→ THE PROBLEM
Copy the data starting at the line containing "[outline] background vegetation, every" and ending at the line containing "M589 51L589 0L0", both included, and leave out any pictures.

** Start RECORD EXCERPTS **

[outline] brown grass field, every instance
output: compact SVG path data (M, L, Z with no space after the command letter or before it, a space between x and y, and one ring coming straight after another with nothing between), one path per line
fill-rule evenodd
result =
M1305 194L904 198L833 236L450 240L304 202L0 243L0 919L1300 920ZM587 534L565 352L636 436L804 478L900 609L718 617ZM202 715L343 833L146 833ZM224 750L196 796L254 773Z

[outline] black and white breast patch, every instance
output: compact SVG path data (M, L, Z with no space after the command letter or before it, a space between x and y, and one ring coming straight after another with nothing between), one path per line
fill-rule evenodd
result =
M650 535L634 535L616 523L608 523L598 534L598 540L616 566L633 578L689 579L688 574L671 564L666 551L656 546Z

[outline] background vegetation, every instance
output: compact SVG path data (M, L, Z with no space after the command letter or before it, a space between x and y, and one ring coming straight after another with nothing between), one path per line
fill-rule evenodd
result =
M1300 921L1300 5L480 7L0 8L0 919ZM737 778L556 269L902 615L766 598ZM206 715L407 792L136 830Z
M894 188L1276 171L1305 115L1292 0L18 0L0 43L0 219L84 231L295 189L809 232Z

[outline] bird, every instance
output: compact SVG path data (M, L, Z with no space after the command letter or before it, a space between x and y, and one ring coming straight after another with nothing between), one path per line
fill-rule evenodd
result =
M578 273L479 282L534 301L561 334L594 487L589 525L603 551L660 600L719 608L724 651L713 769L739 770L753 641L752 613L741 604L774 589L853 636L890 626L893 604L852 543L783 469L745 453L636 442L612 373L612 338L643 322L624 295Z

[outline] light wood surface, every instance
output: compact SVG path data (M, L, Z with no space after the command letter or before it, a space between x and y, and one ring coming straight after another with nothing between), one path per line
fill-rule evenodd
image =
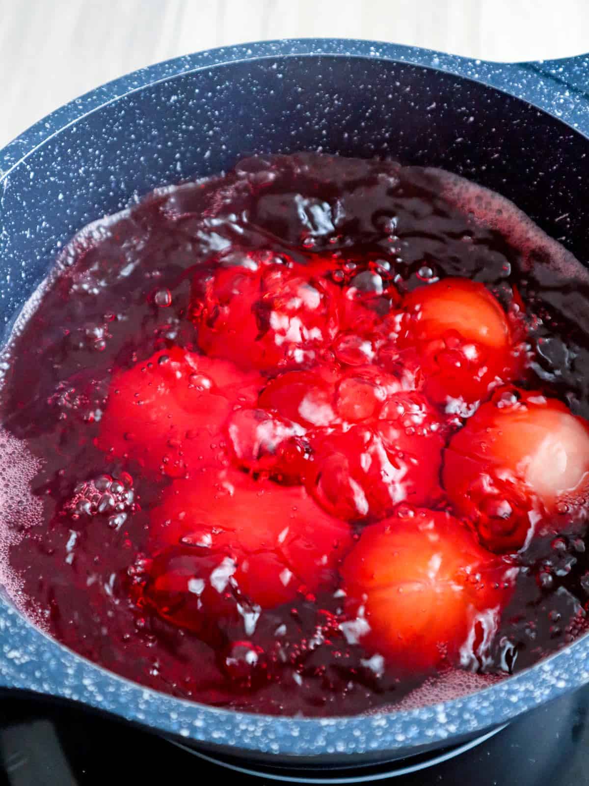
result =
M589 51L589 0L0 0L0 147L129 71L260 39L341 36L497 61Z

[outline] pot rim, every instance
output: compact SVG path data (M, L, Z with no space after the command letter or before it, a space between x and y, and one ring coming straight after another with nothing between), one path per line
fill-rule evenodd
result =
M287 57L356 57L425 67L482 83L568 123L589 128L589 101L573 101L567 85L543 80L529 64L490 63L375 41L306 39L262 41L173 58L115 79L64 105L0 150L0 185L53 136L130 94L182 74ZM555 61L558 64L559 61ZM560 61L587 70L585 57ZM2 189L0 189L0 194ZM2 204L0 202L0 208ZM474 736L589 681L589 635L514 677L481 691L412 710L295 718L200 704L144 688L58 644L11 602L0 598L0 688L79 702L185 740L293 757L406 751Z

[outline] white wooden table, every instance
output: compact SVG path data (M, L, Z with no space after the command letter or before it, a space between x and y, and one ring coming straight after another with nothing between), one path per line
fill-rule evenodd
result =
M342 36L490 60L589 51L589 0L0 0L0 147L129 71L259 39Z

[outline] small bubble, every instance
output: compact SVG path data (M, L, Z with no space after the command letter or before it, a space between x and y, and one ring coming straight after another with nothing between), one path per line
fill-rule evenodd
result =
M172 293L165 287L158 289L153 296L153 302L160 308L167 308L172 305Z

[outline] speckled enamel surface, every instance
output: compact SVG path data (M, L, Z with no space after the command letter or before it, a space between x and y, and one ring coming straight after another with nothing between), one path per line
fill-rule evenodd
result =
M514 200L587 263L587 57L514 66L331 39L219 49L123 77L0 151L4 337L60 248L84 224L155 186L229 168L243 153L324 149L445 167ZM393 758L477 734L587 681L584 637L465 698L370 717L269 718L126 681L0 601L2 685L234 753Z

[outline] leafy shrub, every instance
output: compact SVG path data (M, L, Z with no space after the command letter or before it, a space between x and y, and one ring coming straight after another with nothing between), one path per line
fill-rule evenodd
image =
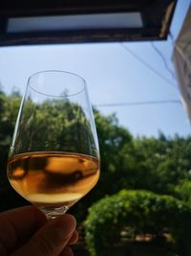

** End RECORD EXCERPTS **

→ ANSWER FOR THIS EXERCISE
[outline] background vegetation, every instance
output: compact SVG path data (M, L, Z with no space after the command letter or before it, a space between x and y, and one ring coming straight after another with nothing between), one path per line
fill-rule evenodd
result =
M1300 921L1300 5L480 7L0 8L0 919ZM737 778L556 269L902 615L766 598ZM206 715L407 792L136 830Z
M894 188L1276 171L1305 115L1292 0L18 0L0 43L0 219L84 231L295 189L809 232Z

[outline] bird, every instance
output: compact SVG path data (M, L, Z with no space after the command letter or before it, a space between x and y, and one ring coming straight after another with nothing between), one path per line
fill-rule evenodd
result =
M578 273L479 282L534 301L561 334L594 487L589 525L603 551L660 600L719 608L724 651L713 769L739 770L753 641L752 613L741 604L774 589L853 636L890 626L893 604L852 543L783 469L745 453L636 442L612 373L612 338L643 322L624 295Z

[outline] light wood surface, every instance
output: compact SVG path data (M, L, Z with no space after the command letter or before it, a space between x and y, and one ring coming straight after another with nothing between), one path per line
fill-rule evenodd
image =
result =
M589 51L589 0L0 0L0 147L129 71L260 39L341 36L497 61Z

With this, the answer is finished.